* [Passage shown]:
╔══
FIG. 11 shows a cross section of the anode receiver of FIG. 10, along a longitudinal section F-F.

FIG. 12 shows a cross section of the anode receiver of FIG. 10, along a longitudinal section G-G.

FIG. 13 shows a cross section of an anode assembly according to one embodiment of the invention.

FIG. 14 shows a cross section of the anode support of FIG. 13, along a longitudinal section I-I.

FIG. 15 shows a cross section of part of the anode support and compensating means of FIG. 13, along a longitudinal section K-K.

FIG. 16 shows a cross section of an anode assembly according to another embodiment of the invention.

FIG. 17 shows a cross section of the anode support of FIG. 16, along a longitudinal section L-L.

FIG. 18 shows a cross section of part of the anode support and compensating means of FIG. 16, along a longitudinal section N-N.

FIG. 1 shows two adjacent electrolytic pots 1 for the production of aluminum by electrolysis, said pots each being associated with an electrolysis device 1 according to a first embodiment of the invention.
The description below is given with respect to a Cartesian reference system, shown in FIG. 1, which is related to each electrolytic pot 1, the X axis being oriented in a transverse direction of the electrolytic pots, the Y axis being oriented in a longitudinal direction of the electrolytic pots, and the Z axis being oriented in a vertical direction of the electrolytic pots. Longitudinal, vertical and transverse orientations, directions, plans and movements are defined relative to this standard.
╚══
* [Data provided]:
╔══
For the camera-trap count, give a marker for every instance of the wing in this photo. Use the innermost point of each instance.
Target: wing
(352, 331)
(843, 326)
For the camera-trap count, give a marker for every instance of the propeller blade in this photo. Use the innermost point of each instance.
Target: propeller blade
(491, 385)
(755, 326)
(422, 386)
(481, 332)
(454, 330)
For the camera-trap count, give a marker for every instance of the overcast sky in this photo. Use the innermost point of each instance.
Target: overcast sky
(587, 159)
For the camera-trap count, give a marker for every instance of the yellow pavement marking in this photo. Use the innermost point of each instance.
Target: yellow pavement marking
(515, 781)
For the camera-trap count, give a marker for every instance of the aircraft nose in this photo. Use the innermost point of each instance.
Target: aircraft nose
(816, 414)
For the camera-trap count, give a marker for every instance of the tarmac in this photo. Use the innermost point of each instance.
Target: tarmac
╚══
* [What to do]:
(1) Answer these from the patent passage:
(a) Along which longitudinal section does FIG. 14 show the anode support of FIG. 13?
(b) What does FIG. 1 show?
(c) In which direction is the Y axis of the reference system oriented?
(2) Echo the part of the patent passage that opens with the words containing "FIG. 16 shows" and closes with "first embodiment of the invention.".
(3) Carry the patent passage on from its final sentence.

* [Answers to the exercises]:
(1)
(a) Section I-I.
(b) Two adjacent electrolytic pots for producing aluminum by electrolysis.
(c) In a longitudinal direction of the electrolytic pots.

(2)
FIG. 16 shows a cross section of an anode assembly according to another embodiment of the invention.

FIG. 17 shows a cross section of the anode support of FIG. 16, along a longitudinal section L-L.

FIG. 18 shows a cross section of part of the anode support and compensating means of FIG. 16, along a longitudinal section N-N.

FIG. 1 shows two adjacent electrolytic pots 1 for the production of aluminum by electrolysis, said pots each being associated with an electrolysis device 1 according to a first embodiment of the invention.

(3)
Referring to FIG. 1 and to the Cartesian reference in the same figure, the electrolytic pot 1 is arranged perpendicularly to the length of a line of electrolytic pots to which it belongs. It therefore extends lengthwise along the longitudinal direction Y, while the line of electrolytic pots extends lengthwise along the transverse direction X.
Each of the electrolytic pots 1 comprises a pot shell 3, which may be made of metal, for example steel, and an inner lining 5, typically made of refractory materials. Pot shell 3 is generally equipped with reinforcement cradles.
Each of the electrolytic pots 1 comprises at least one cathode assembly placed at the bottom of the pot shell 3, each cathode assembly comprising at least one cathode 7 which may be formed of several cathode blocks made of carbonaceous material and cathode conductors 9 to collect the electrolysis current and route it to cathode outputs 11 passing through the pot shell 3.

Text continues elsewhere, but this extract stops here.